WHAT YOU NEED TO DO
(a) In the passage on spline convergence, copy the part from "Naturally, one may" to "homogeneous polar form.", swapping "knot insertion" for "knot refinement" each time it appears.
(b) Answer these questions using the passage on spline convergence:
(i) Which property guarantees that the control polygons converge?
(ii) Which property gives the B-spline control points of the segment G_j?
(iii) What kind of curve can B-spline curves be converted to by applying knot insertion algorithms?

PROVIDED TEXT
--

Naturally, one may ask under what conditions the control polygons generated by knot insertion for splines in \(\sigma _{n}(\gamma _{1},\gamma _{2})\) converge to the original spline curve? For two differentiable, locally linearly independent functions \( \gamma _{1} \) and \( \gamma _{2} \) the control polygons generated by knot insertion algorithms converge to the original B-spline curve if the function \(d(a,b)=\gamma _{1}(a)\gamma _{2}(b)-\gamma _{1}(b)\gamma _{2}(a)\) never vanishes for arbitrary values of \(a\text { and }b.\) Convergence is guaranteed by the diagonal property; that is, the control polygons generated by knot insertion converge to the B-spline curve for the original control polygon as the knot spacing approaches zero. The proof is identical to the proof for classical B-splines [10]; simply replace the classical polar form by the homogeneous polar form.

6.1 Conversion to piecewise Bernstein Bézier form

By applying knot insertion algorithms to a B-spline curve, we can express the same B-spline curve with respect to another knot sequence. We can also apply knot insertion algorithms to convert from B-spline to piecewise Bernstein-Bézier form. This approach allows us to analyse B-spline curves, simply by analysing the corresponding Bernstein Bézier curve segments.

Consider a B-spline curve segment \(G_{j}\) of degree n defined over a knot sequence \(x_{j+1},x_{j+2},\ldots ,x_{j+2n}\) and let \(g_{j}\) bt the polar form of \(G_{j}.\) Here, we are interested only in the interval \([x_{j+n},x_{j+n+1}].\) By the dual functional property, the B-spline control points of \(G_{j}\) are

$$\begin{aligned} g_{j}((\gamma _{1}(x_{j+1+k}),\gamma _{2}(x_{j+1+k})),\ldots ,(\gamma _{1}(x_{j+n+k}),\gamma _{2}(x_{j+n+k}))), \quad k=0,1,\ldots ,n. \end{aligned}$$

It is shown in [8] that the Bernstein Bézier control points of \(G_{j}\) are

$$\begin{aligned} g_{j}\left( (\gamma _{1}(x_{j+n}),\gamma _{2}(x_{j+n}))^{n-k},(\gamma _{1}(x_{j+n+1}),\gamma _{2}(x_{j+n+1}))^{k}\right) ,\quad k=0,1,\ldots ,n. \end{aligned}$$

Thus, we can get the Bernstein Bézier control points from the B-spline control points by inserting the knots \( \underbrace{x_{j+n},\ldots ,x_{j+n}}_{n-1\text { times}},\underbrace{x_{j+n+1},\ldots ,x_{j+n+1}}_{n-1\text { times}} \) between the knots \(x_{j+n}\) and \(x_{j+n+1}.\)

--

AVAILABLE DATA
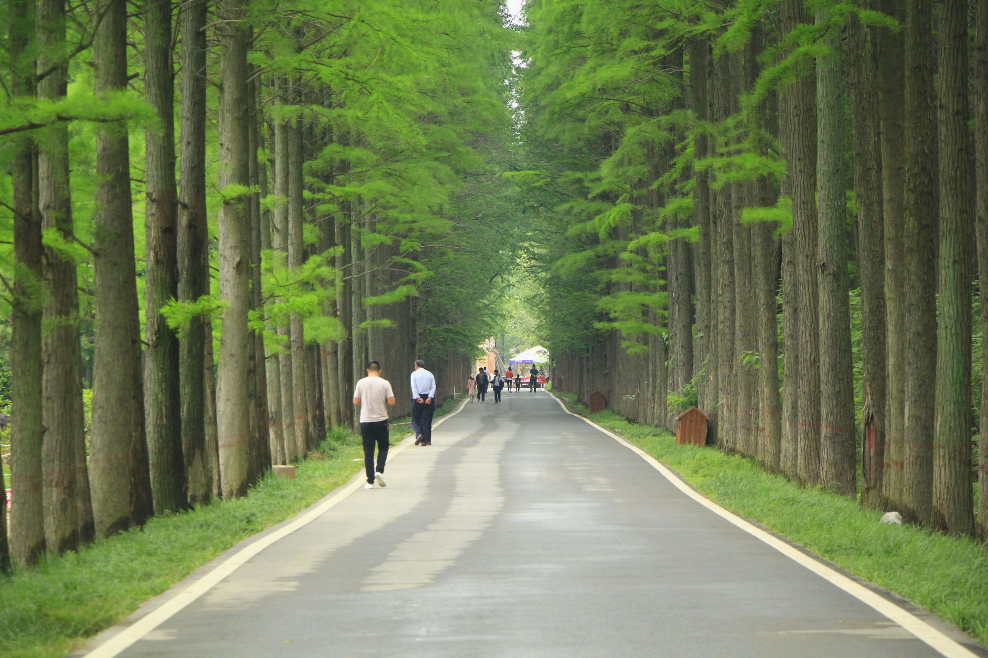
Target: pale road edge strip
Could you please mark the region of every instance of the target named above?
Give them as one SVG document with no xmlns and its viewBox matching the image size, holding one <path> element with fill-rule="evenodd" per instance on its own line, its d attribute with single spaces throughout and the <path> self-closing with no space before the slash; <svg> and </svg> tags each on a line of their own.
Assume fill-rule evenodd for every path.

--

THE RESULTS
(a)
Naturally, one may ask under what conditions the control polygons generated by knot refinement for splines in \(\sigma _{n}(\gamma _{1},\gamma _{2})\) converge to the original spline curve? For two differentiable, locally linearly independent functions \( \gamma _{1} \) and \( \gamma _{2} \) the control polygons generated by knot refinement algorithms converge to the original B-spline curve if the function \(d(a,b)=\gamma _{1}(a)\gamma _{2}(b)-\gamma _{1}(b)\gamma _{2}(a)\) never vanishes for arbitrary values of \(a\text { and }b.\) Convergence is guaranteed by the diagonal property; that is, the control polygons generated by knot refinement converge to the B-spline curve for the original control polygon as the knot spacing approaches zero. The proof is identical to the proof for classical B-splines [10]; simply replace the classical polar form by the homogeneous polar form.

(b)
(i) The diagonal property.
(ii) The dual functional property.
(iii) Piecewise Bernstein-Bézier form.